:: Questions ::
a) Répondez brièvement aux questions suivantes sur le texte consacré au 17 octobre 1961 :
(i) En quelle année le livre « La Bataille de Paris, 17 octobre 1961 » a-t-il paru ?
(ii) À quelle date Jean-Luc Einaudi est-il mort ?
(iii) De quel jour date l'émission proposée en réécoute en hommage ?
b) Énumérez tous les titres de presse que cite le texte sur le 17 octobre 1961.
c) Rédigez la suite du texte consacré au 17 octobre 1961, à partir de sa dernière phrase.

═════ Texte extrait

17 octobre 1961, un trou de mémoire d’Etat

Jean-Luc Einaudi, l’historien qui a défié Maurice Papon

Le , par L’équipe de Là-bas

Il ne se présentait pas comme historien mais comme citoyen. En 1991, son livre "La Bataille de Paris, 17 octobre 1961" a révélé au grand public un crime d’Etat commis en plein Paris et passé sous silence durant trente ans. Jean-Luc Einaudi est mort le 22 mars. C’était un ami de Là-Bas depuis la série d’émissions de 1991 basées sur son travail, puis dans son combat victorieux contre Maurice Papon en 1999. En hommage, vous pouvez réécouter l’émission du 19 février 2007.

Entre les pavés noirs, le sang se mêle à la pluie et se perd dans la Seine. Puis un silence de trente ans. Quelques ouvrages courageux, quelques recherches, quelques articles, mais sous un lourd couvercle.
Que s’est-il passé ce soir là à Paris ?
Lors d’une manifestation non violente qui leur était imposée, des dizaines d’algériens étaient assassinés par des fonctionnaires de police aux ordres de leurs supérieurs. Au vu et au su des rues, à Saint-Michel, sur les Grands Boulevards, dans la cours de la Préfecture de police, au Palais des sports. La presse pourtant couvre le drame, Paris Match, l’Express, l’Humanité. On s’indigne quelques jours, mais le silence étend son ombre. Un silence d’Etat pour un crime d’Etat.

══════════
═════ Extrait de données

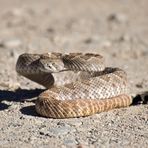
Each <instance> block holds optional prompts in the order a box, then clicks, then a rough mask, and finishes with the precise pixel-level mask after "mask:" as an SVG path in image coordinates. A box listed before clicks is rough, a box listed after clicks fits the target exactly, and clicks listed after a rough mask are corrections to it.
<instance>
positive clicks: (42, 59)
mask: <svg viewBox="0 0 148 148" xmlns="http://www.w3.org/2000/svg"><path fill="white" fill-rule="evenodd" d="M39 67H40V70H41V71H44V72H48V73H56V72H61V71H64V69H65V68H64V64H63V62H62V61H61V60H60V59H51V58H41V59H39Z"/></svg>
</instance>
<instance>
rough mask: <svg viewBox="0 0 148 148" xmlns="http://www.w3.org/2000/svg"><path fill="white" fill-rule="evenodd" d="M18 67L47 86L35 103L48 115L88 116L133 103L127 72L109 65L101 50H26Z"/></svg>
mask: <svg viewBox="0 0 148 148" xmlns="http://www.w3.org/2000/svg"><path fill="white" fill-rule="evenodd" d="M16 71H17V72H18V73H19V74H21V75H23V76H24V77H26V78H29V79H30V80H32V81H35V82H37V83H39V84H41V85H43V86H45V87H46V88H47V90H45V91H44V92H42V93H41V94H40V95H39V96H38V98H37V100H36V105H35V108H36V111H37V113H38V114H40V115H42V116H45V117H51V118H71V117H81V116H88V115H92V114H95V113H99V112H103V111H107V110H110V109H113V108H119V107H126V106H129V105H130V104H131V103H132V98H131V96H130V95H128V83H127V76H126V73H125V72H124V71H123V70H122V69H119V68H111V67H107V68H105V66H104V58H103V57H102V56H101V55H99V54H91V53H85V54H82V53H70V54H61V53H46V54H28V53H25V54H22V55H20V56H19V58H18V61H17V64H16Z"/></svg>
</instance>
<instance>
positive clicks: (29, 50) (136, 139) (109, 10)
mask: <svg viewBox="0 0 148 148" xmlns="http://www.w3.org/2000/svg"><path fill="white" fill-rule="evenodd" d="M147 6H148V1H147V0H103V1H99V0H81V1H80V0H61V1H58V0H50V1H47V0H24V1H23V0H5V1H4V0H0V69H1V70H0V100H1V102H0V119H1V121H0V147H28V148H29V147H43V148H46V147H52V148H54V147H62V148H65V147H79V148H80V147H82V148H83V147H84V148H85V147H92V148H93V147H113V148H114V147H124V148H129V147H130V148H133V147H134V148H140V147H141V148H146V147H148V105H147V104H145V105H136V106H130V107H127V108H122V109H116V110H112V111H108V112H103V113H100V114H96V115H93V116H90V117H85V118H75V119H65V120H64V119H62V120H56V119H47V118H43V117H40V116H38V115H37V113H36V112H35V109H34V101H35V99H36V97H37V96H38V95H39V94H40V93H41V92H42V91H43V89H44V88H43V87H41V86H40V85H38V84H36V83H33V82H31V81H29V80H27V79H25V78H23V77H21V76H19V75H17V73H16V72H15V63H16V60H17V58H18V56H19V55H20V54H22V53H24V52H30V53H43V52H50V51H59V52H97V53H100V54H101V55H103V56H104V57H105V58H106V64H107V65H109V66H113V65H114V66H118V67H120V68H123V69H124V70H125V71H126V72H127V74H128V78H129V83H130V88H131V93H132V94H136V93H138V92H141V91H148V8H147Z"/></svg>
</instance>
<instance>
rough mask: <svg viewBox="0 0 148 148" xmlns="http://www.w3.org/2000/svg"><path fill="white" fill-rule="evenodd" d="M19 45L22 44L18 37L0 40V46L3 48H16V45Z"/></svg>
mask: <svg viewBox="0 0 148 148" xmlns="http://www.w3.org/2000/svg"><path fill="white" fill-rule="evenodd" d="M21 45H22V42H21V41H20V40H19V39H12V40H6V41H1V43H0V47H4V48H16V47H20V46H21Z"/></svg>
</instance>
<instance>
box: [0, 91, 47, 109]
mask: <svg viewBox="0 0 148 148" xmlns="http://www.w3.org/2000/svg"><path fill="white" fill-rule="evenodd" d="M43 91H45V89H32V90H27V89H17V90H15V91H9V90H0V111H1V110H5V109H7V108H8V107H9V106H10V105H7V104H6V103H5V102H4V100H6V101H13V102H24V101H26V100H28V101H32V102H34V100H32V99H33V98H35V97H37V96H38V95H39V94H40V93H42V92H43ZM29 110H30V109H29Z"/></svg>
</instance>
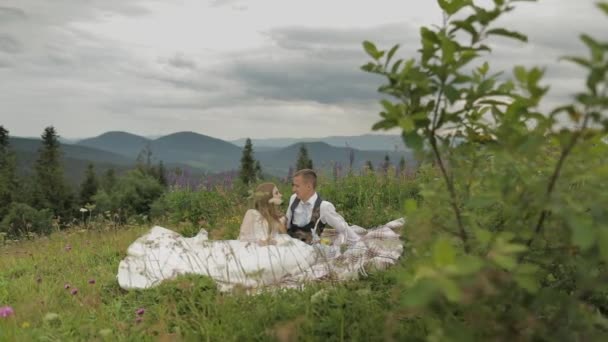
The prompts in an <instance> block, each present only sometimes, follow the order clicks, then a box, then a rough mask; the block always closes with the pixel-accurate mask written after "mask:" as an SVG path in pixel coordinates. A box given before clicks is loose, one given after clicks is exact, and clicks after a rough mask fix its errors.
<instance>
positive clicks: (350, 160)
mask: <svg viewBox="0 0 608 342" xmlns="http://www.w3.org/2000/svg"><path fill="white" fill-rule="evenodd" d="M354 164H355V150H353V149H352V148H349V151H348V173H352V172H353V165H354Z"/></svg>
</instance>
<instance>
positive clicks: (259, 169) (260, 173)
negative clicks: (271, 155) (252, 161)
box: [255, 160, 264, 179]
mask: <svg viewBox="0 0 608 342" xmlns="http://www.w3.org/2000/svg"><path fill="white" fill-rule="evenodd" d="M255 177H256V178H257V179H264V177H263V176H262V165H260V161H259V160H256V161H255Z"/></svg>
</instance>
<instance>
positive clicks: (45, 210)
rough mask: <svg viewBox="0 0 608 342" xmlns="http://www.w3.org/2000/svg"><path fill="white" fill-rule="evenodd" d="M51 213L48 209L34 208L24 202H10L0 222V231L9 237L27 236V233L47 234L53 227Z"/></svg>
mask: <svg viewBox="0 0 608 342" xmlns="http://www.w3.org/2000/svg"><path fill="white" fill-rule="evenodd" d="M52 218H53V213H52V212H51V210H49V209H42V210H36V209H34V208H32V207H30V206H29V205H27V204H24V203H16V202H13V203H11V205H10V207H9V209H8V213H7V214H6V216H4V218H3V219H2V222H0V232H2V233H6V234H7V235H8V236H9V237H22V236H27V235H28V233H36V234H48V233H50V232H51V230H52V228H53V221H52Z"/></svg>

══════════

:: Liste des réponses ::
a)
(i) En 1991.
(ii) Le 22 mars.
(iii) Du 19 février 2007.

b) Paris Match, l'Express, l'Humanité

c)
Trente ans plus tard, voilà à quoi s’attaque cet homme là, un éducateur, un militant, un citoyen, un homme seul. Des historiens le reconnaitront comme tel, Pierre Vidal- Naquet soutiendra sa lutte pugnace et efficace.

En 1998, au tribunal de Bordeaux, Einaudi accuse Maurice Papon, le préfet instigateur du massacre. Papon le poursuit mais il perd, Einaudi l’emporte. Le 26 mars 1999, à quelques pas du pont Saint-Michel où des Algériens furent massacrés 38 ans plus tôt, le long travail têtu du citoyen Einaudi a porté ses fruits de justice. Une belle journée celle-ci, de celles qu’on n’oublie pas.